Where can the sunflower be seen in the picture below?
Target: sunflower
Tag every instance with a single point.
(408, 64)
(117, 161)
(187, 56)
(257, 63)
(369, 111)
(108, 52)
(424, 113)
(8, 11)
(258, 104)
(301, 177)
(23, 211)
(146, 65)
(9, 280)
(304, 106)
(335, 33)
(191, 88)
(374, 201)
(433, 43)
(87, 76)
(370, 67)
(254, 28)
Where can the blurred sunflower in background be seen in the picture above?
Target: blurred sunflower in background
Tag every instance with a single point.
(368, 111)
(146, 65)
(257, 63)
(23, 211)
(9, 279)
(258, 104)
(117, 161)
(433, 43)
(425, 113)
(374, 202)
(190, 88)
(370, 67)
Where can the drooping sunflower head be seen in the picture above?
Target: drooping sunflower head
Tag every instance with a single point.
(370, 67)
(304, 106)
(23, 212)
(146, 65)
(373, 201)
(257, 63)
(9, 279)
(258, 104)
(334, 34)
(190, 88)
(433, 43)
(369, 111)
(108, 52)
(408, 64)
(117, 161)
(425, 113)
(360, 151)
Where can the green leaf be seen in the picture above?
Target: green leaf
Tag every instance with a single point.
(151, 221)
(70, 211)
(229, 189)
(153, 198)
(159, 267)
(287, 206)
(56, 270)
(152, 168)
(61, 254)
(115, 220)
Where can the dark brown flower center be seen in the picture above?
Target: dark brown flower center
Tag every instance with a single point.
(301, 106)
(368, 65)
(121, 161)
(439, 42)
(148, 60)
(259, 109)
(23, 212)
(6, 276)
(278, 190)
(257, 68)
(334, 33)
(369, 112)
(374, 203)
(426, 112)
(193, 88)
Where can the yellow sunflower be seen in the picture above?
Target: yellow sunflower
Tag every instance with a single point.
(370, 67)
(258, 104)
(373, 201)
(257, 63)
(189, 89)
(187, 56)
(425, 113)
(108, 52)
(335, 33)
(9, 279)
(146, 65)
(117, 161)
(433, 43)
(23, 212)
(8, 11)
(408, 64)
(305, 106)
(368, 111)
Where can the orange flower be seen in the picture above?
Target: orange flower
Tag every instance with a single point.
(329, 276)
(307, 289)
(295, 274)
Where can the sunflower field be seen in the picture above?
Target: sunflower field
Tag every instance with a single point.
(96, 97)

####

* [PROBLEM REQUIREMENTS]: Recast all of the material above as a numbered list with one entry per line, leaving out any blank lines.

* [SOLUTION TO THIS EXERCISE]:
1. Where can the sunflower be seen in the picture below?
2. Target: sunflower
3. Tag every instance with a single point.
4. (408, 64)
5. (117, 161)
6. (187, 56)
7. (257, 63)
8. (369, 111)
9. (108, 52)
10. (424, 113)
11. (8, 11)
12. (258, 104)
13. (301, 177)
14. (23, 211)
15. (146, 65)
16. (9, 280)
17. (304, 106)
18. (335, 33)
19. (191, 88)
20. (374, 201)
21. (433, 43)
22. (87, 76)
23. (370, 67)
24. (254, 28)
25. Where can the blurred sunflower in background be seen in the picture above?
26. Target: blurred sunflower in background
27. Tag every instance with a single point.
28. (368, 111)
29. (146, 65)
30. (257, 63)
31. (23, 211)
32. (9, 279)
33. (258, 104)
34. (117, 161)
35. (433, 43)
36. (425, 113)
37. (374, 202)
38. (190, 88)
39. (370, 67)
40. Where can the drooping sunflower head be seen in the picture above?
41. Target: drooping sunflower head
42. Tag every instance with a single point.
43. (370, 67)
44. (304, 106)
45. (23, 212)
46. (146, 65)
47. (373, 201)
48. (257, 63)
49. (9, 279)
50. (258, 104)
51. (334, 34)
52. (190, 88)
53. (433, 43)
54. (369, 111)
55. (108, 52)
56. (408, 64)
57. (117, 161)
58. (425, 113)
59. (360, 151)
60. Where can the green leaf be seen in the picture above?
61. Target: green leaf
62. Tag every instance with a single point.
63. (151, 221)
64. (70, 211)
65. (229, 189)
66. (153, 198)
67. (159, 267)
68. (287, 206)
69. (56, 270)
70. (152, 168)
71. (61, 254)
72. (115, 220)
73. Where can the dark brown flower center be seen in the picture above?
74. Target: dark brown flower center
75. Tag every instance with a single point.
76. (301, 106)
77. (368, 65)
78. (121, 161)
79. (439, 42)
80. (148, 60)
81. (259, 109)
82. (23, 212)
83. (6, 276)
84. (278, 190)
85. (257, 68)
86. (334, 33)
87. (369, 112)
88. (374, 203)
89. (426, 112)
90. (193, 88)
91. Where can the yellow sunflower be seen in the picture above?
92. Target: yellow sunflower
93. Tag every instance with a single point.
94. (370, 67)
95. (258, 104)
96. (373, 201)
97. (257, 63)
98. (189, 89)
99. (187, 56)
100. (425, 113)
101. (108, 52)
102. (335, 33)
103. (9, 279)
104. (146, 65)
105. (117, 161)
106. (433, 43)
107. (23, 212)
108. (8, 11)
109. (408, 64)
110. (305, 106)
111. (368, 111)
112. Where can the orange flower be seen in the picture above?
113. Target: orange flower
114. Tag every instance with a single point.
115. (329, 276)
116. (307, 289)
117. (295, 274)
118. Where can the sunflower field be seen in the picture above?
119. Target: sunflower field
120. Tag every instance with a single point.
121. (96, 97)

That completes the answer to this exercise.